After finding the line with "x=888 y=741" in the data below, set down exactly each line through the one with "Mark each instance of the 'onville", inclusive, and stop there.

Region pointing data
——————
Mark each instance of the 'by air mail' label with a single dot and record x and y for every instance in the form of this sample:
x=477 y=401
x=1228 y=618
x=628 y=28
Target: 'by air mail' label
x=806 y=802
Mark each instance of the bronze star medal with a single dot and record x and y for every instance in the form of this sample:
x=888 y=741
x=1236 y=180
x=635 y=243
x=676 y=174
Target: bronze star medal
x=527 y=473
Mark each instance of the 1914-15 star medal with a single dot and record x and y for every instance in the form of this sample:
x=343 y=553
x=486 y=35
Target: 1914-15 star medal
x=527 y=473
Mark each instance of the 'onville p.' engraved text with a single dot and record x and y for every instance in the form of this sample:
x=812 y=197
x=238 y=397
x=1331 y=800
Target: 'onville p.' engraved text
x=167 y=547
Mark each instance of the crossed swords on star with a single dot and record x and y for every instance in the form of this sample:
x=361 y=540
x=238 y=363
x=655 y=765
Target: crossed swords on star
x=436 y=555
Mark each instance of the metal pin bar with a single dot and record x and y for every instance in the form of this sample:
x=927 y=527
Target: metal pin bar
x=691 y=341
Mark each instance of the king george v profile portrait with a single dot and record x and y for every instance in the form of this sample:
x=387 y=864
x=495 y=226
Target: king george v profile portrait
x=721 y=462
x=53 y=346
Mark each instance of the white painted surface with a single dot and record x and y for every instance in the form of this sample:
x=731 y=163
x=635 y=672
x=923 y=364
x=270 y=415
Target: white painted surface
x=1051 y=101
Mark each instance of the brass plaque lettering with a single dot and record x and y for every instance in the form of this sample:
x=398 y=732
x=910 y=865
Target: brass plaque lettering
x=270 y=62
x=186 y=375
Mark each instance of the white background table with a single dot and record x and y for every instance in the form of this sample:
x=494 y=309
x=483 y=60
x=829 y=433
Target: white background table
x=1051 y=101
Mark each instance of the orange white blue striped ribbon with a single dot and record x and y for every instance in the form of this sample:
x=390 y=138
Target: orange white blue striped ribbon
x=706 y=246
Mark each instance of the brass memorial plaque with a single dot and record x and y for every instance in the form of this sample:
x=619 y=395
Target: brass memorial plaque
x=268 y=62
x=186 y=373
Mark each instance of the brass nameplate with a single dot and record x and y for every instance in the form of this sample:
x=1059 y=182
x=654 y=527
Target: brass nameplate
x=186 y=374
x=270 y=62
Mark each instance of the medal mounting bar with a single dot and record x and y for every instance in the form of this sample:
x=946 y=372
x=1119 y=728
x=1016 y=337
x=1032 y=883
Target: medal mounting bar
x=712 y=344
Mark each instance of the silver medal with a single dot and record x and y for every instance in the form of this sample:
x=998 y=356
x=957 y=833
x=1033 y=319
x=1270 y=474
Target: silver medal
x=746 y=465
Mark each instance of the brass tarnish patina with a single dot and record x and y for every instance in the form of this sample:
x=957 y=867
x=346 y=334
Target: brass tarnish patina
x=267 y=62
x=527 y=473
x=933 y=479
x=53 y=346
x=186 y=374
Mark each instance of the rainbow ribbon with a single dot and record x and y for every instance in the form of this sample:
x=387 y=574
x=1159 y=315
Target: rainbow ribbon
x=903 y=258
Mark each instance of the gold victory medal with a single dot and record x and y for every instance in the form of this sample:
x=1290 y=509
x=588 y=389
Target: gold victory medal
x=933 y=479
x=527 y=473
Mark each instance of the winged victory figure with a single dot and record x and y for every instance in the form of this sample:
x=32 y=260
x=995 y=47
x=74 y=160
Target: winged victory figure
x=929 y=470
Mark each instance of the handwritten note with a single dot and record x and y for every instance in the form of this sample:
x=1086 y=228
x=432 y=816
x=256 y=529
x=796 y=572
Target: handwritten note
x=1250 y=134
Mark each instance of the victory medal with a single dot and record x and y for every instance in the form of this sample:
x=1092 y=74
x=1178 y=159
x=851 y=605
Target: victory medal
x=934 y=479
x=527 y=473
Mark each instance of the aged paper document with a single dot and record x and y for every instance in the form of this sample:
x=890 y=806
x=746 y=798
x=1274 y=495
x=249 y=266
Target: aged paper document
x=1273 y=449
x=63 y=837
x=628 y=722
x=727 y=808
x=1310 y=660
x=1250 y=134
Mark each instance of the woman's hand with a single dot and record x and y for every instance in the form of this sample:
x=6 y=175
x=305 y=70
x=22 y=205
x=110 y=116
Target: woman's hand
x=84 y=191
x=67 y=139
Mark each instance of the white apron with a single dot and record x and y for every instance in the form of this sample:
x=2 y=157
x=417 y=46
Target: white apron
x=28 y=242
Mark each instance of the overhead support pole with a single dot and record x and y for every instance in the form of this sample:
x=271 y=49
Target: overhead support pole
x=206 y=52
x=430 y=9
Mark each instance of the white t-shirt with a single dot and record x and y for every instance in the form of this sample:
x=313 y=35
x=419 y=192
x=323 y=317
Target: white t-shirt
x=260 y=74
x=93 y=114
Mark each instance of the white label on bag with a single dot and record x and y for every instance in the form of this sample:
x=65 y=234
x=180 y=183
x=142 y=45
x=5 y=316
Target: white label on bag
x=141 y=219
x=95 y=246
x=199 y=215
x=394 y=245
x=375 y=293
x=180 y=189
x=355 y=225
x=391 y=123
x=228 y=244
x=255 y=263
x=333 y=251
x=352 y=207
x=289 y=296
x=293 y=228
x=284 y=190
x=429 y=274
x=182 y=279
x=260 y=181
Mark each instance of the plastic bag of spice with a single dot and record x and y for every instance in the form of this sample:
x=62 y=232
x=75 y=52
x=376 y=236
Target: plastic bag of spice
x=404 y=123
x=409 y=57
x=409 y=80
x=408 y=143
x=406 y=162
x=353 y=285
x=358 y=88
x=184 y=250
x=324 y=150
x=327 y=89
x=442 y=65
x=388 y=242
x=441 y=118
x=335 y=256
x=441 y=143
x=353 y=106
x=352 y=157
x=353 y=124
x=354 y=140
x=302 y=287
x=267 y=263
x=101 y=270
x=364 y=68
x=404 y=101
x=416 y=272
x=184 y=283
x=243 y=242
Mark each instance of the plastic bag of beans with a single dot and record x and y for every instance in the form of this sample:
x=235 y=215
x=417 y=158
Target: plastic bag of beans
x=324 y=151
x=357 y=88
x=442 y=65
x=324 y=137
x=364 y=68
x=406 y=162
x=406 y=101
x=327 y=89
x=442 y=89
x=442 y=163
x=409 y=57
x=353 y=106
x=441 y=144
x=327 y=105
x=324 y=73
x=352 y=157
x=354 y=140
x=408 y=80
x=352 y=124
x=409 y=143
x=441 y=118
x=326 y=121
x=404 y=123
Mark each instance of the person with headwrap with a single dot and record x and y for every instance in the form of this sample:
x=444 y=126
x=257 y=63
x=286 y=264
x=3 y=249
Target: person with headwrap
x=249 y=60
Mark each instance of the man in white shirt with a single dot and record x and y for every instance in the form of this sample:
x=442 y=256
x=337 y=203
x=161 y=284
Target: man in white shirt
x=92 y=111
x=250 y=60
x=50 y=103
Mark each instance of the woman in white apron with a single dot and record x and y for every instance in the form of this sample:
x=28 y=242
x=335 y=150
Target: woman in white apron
——————
*Solution*
x=888 y=741
x=1236 y=180
x=635 y=243
x=676 y=174
Target: bronze star medal
x=527 y=473
Mark each instance of the 1914-15 star medal with a single dot and record x and y for every instance in the form of this sample:
x=343 y=553
x=486 y=35
Target: 1914-15 star medal
x=527 y=473
Mark each instance of the 'onville p.' engraved text with a single dot and record x and y for every instance in the form of this sample:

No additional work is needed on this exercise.